- **SUPPLIED ENTRIES**:
___
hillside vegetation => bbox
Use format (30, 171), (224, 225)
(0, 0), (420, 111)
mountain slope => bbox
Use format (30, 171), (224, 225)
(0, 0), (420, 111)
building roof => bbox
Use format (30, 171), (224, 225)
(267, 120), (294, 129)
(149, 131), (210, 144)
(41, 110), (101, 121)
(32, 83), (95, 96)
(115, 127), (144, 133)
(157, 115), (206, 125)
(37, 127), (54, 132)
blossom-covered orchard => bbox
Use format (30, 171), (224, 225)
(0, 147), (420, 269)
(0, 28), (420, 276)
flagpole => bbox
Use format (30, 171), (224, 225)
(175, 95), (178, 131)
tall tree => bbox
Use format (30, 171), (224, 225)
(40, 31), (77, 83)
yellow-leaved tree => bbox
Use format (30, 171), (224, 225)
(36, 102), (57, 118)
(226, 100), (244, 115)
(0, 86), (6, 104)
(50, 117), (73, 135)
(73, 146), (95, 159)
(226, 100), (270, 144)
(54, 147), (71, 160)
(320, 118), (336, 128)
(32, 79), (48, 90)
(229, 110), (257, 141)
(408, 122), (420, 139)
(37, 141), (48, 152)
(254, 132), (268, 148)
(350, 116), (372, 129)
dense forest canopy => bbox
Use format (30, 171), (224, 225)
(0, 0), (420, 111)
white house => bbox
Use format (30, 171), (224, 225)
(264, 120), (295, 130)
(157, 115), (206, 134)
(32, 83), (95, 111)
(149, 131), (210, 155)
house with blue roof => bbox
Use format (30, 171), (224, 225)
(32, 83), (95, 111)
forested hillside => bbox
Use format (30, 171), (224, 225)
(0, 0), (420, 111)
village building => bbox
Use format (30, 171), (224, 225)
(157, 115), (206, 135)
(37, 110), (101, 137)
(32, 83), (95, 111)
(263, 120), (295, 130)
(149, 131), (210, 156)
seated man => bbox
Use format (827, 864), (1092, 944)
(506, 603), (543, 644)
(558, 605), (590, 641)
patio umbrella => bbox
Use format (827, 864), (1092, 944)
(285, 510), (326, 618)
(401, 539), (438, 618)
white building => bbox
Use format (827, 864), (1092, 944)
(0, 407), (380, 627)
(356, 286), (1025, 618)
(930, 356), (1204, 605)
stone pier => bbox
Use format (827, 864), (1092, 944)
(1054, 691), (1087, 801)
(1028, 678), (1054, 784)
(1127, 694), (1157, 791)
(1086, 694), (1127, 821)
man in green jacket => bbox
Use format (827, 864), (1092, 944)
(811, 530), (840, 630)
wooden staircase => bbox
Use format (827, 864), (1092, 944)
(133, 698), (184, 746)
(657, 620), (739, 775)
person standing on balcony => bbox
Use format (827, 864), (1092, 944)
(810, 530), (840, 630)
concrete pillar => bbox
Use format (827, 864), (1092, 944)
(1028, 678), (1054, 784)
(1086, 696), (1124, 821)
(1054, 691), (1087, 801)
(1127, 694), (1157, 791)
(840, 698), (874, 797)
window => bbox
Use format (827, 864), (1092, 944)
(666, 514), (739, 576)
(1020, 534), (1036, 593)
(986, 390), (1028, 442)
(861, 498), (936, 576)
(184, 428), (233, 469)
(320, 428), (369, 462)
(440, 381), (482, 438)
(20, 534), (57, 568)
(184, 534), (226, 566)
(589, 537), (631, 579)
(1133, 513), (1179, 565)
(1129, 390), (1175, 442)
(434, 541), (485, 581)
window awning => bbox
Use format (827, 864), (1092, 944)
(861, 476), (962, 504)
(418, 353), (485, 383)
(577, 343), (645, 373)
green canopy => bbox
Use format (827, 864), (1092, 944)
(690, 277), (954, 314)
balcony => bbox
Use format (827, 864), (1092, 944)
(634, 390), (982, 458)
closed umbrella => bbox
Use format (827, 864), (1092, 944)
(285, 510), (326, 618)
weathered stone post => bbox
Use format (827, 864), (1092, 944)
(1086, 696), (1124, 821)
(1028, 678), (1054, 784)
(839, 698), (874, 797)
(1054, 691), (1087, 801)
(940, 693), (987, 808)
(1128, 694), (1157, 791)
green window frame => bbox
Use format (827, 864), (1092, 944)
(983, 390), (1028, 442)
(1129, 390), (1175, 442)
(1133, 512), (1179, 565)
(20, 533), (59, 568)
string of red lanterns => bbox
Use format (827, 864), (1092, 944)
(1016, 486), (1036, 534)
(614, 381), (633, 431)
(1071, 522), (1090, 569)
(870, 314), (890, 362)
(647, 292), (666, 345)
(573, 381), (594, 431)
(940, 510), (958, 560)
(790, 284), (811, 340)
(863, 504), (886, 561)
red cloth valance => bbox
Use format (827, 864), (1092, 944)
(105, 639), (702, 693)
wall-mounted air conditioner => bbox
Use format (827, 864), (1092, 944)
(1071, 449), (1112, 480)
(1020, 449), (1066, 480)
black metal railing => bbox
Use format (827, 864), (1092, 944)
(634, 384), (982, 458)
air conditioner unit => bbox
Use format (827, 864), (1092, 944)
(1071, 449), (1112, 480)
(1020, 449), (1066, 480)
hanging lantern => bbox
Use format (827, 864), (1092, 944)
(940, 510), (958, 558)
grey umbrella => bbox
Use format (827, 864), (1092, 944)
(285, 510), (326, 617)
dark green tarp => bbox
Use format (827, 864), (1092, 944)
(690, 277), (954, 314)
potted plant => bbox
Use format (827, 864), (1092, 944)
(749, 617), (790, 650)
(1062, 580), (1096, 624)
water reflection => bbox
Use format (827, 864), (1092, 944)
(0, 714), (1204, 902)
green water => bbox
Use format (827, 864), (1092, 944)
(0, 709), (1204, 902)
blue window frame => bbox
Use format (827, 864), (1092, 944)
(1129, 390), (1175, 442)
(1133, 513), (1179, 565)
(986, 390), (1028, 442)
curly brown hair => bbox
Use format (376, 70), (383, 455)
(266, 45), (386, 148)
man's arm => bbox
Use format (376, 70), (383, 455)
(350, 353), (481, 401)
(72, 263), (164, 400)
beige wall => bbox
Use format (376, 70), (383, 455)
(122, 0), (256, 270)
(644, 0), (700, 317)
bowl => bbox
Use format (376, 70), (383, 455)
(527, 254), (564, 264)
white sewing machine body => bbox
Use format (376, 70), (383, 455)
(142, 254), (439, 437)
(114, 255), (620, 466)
___
- **EXERCISE DIRECTIONS**:
Reproduce the records, beginning at the line that contains "forested hillside => bbox" and stopping after the line that contains "(811, 530), (840, 630)", with "stone pier" switched to "concrete pier" and all else unchanged.

- **ANSWER TO THE EXERCISE**:
forested hillside => bbox
Use format (30, 171), (224, 225)
(0, 0), (420, 111)
village building => bbox
Use format (30, 171), (224, 225)
(157, 115), (206, 135)
(37, 110), (101, 137)
(32, 83), (95, 111)
(263, 120), (295, 130)
(149, 131), (210, 156)
seated man => bbox
Use format (827, 864), (1092, 944)
(506, 603), (543, 644)
(558, 605), (590, 641)
patio umbrella => bbox
Use format (827, 864), (1092, 944)
(285, 510), (326, 618)
(401, 539), (438, 618)
white building => bbox
Use format (827, 864), (1092, 944)
(0, 407), (380, 627)
(356, 286), (1025, 618)
(930, 356), (1204, 605)
concrete pier => bbox
Use format (827, 864), (1092, 944)
(1054, 691), (1087, 801)
(1028, 678), (1054, 784)
(1127, 694), (1157, 791)
(1086, 694), (1127, 821)
man in green jacket => bbox
Use format (827, 864), (1092, 944)
(811, 530), (840, 630)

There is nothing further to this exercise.